* _Excerpt to read_
It Seems Everyone’s Writing Cookbooks
Doctors do it. Chefs do it. Dietitians and professors do it. Self-professed weight-loss experts do it a lot. Even guys getting over heart attacks do it, and so do their wives.
In the last few years, cookbooks on low-fat or otherwise healthful eating have been generated by almost anybody with taste buds and a computer nutrition program. A few seem to be written by people with neither.
How many diet books can you have?
“Well, they’re exploding over my desk, over my floor, off my shelf,” says Patricia Adrian, who selects cookbooks for the Book-Of-The-Month Club. “I am almost sick to death of health-oriented cookbooks.”
About 90 percent of the cookbooks being published at least pay lip service to health, estimates Nachs Waxman, owner of Kitchen Arts and Letters, a New York City bookstore.
“Any book that doesn’t acknowledge a lower-fat, light-eating lifestyle is doing so at its own hazard,” Waxman says.
Lisa Ekus, owner of a public relations firm that caters exclusively to cookbooks and food, concurs.
“Overall, what I think I’m seeing in the industry is not so much diet books but an obsession with low-fat, low-cholesterol, healthy food,” she says.
It’s a recent phenomenon. Even five years ago, only a few cookbooks computed the calories, fat, cholesterol and sodium in recipes. Now nutritionals are almost de rigueur for any cookbook worth its salt (excuse the pun).
Lorna Sass, a New York food historian and cookbook author, thinks the recent spate of health-oriented books is temporary.
“For a long time the medical profession refused to link diet and disease,” Sass says. “Now that they do recognize it, the pendulum has swung completely to the other side. Sooner or later it will balance somewhere in the middle.”
People obviously are interested in how food influences their health, Sass says, whether they follow the nutrition advice or not.

* _Recorded data_
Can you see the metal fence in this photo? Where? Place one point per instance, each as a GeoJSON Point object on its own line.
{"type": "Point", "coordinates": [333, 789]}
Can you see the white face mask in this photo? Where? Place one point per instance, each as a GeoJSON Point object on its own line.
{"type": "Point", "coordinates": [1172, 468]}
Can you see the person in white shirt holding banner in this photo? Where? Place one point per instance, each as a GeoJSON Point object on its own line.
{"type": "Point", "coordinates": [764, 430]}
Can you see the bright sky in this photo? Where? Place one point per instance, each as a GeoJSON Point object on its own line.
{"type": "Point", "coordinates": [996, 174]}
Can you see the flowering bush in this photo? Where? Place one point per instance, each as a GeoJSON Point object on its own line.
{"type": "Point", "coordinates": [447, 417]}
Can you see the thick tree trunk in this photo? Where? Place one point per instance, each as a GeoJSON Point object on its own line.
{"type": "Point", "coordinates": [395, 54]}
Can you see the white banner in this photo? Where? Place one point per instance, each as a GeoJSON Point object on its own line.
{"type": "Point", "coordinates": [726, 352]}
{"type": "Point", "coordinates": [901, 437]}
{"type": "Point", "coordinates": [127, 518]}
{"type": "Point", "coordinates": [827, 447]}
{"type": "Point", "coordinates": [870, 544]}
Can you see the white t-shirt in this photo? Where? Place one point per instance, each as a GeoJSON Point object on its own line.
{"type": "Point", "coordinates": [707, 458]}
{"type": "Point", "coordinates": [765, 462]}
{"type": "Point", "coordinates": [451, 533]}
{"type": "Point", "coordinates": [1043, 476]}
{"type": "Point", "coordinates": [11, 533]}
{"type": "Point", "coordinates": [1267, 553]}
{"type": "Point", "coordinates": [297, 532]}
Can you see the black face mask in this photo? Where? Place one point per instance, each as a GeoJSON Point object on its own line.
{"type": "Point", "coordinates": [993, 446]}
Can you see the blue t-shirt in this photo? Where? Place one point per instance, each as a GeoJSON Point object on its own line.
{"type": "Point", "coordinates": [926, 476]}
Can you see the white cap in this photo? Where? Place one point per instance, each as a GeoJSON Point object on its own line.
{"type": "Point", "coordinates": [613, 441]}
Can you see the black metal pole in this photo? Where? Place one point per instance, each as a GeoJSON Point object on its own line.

* _Task goal_
Copy the cookbook article from the line that has "How many diet" and stop after "and food, concurs.". In that copy, replace "owner" with "proprietor". The items aren't needed for this.

* _Response to this task_
How many diet books can you have?
“Well, they’re exploding over my desk, over my floor, off my shelf,” says Patricia Adrian, who selects cookbooks for the Book-Of-The-Month Club. “I am almost sick to death of health-oriented cookbooks.”
About 90 percent of the cookbooks being published at least pay lip service to health, estimates Nachs Waxman, proprietor of Kitchen Arts and Letters, a New York City bookstore.
“Any book that doesn’t acknowledge a lower-fat, light-eating lifestyle is doing so at its own hazard,” Waxman says.
Lisa Ekus, proprietor of a public relations firm that caters exclusively to cookbooks and food, concurs.